**WHAT IS EXPECTED**
Find the lines holding the string "rocky" in the data, then copy all of them.

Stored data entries
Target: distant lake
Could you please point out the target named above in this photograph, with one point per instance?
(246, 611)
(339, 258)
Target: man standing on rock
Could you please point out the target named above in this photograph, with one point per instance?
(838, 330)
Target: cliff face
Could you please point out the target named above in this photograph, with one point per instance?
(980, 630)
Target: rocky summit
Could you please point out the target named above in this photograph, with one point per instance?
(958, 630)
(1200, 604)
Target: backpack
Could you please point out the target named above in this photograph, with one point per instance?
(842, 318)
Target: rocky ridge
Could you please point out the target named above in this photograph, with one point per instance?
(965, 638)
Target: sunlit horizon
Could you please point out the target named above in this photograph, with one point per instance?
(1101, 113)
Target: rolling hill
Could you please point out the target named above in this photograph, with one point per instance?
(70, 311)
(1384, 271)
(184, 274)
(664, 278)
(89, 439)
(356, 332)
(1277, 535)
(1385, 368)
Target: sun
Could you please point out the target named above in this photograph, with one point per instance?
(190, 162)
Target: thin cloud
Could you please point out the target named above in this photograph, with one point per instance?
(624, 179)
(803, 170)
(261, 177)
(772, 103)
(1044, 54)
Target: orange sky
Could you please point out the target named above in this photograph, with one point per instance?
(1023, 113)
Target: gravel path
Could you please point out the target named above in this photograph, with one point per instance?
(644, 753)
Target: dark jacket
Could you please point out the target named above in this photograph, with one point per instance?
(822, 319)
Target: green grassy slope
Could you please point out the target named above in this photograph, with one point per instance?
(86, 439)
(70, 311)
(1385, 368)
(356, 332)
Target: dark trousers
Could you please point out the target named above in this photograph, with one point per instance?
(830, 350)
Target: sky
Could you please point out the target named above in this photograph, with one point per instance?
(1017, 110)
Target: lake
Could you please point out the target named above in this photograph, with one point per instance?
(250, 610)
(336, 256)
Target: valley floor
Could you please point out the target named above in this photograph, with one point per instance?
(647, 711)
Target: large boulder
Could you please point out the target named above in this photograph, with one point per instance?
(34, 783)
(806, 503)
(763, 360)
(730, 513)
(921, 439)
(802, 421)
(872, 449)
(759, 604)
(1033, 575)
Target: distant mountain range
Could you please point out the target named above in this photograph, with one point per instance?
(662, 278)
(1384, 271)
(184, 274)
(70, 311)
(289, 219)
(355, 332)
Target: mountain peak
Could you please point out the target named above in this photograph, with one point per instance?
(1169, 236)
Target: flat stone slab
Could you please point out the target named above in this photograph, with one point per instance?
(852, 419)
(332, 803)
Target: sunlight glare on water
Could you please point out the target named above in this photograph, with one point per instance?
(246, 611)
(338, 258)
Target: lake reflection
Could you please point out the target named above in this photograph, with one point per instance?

**RESPONSE FOR THIS EXERCISE**
Target: rocky summit
Target: rocky ridge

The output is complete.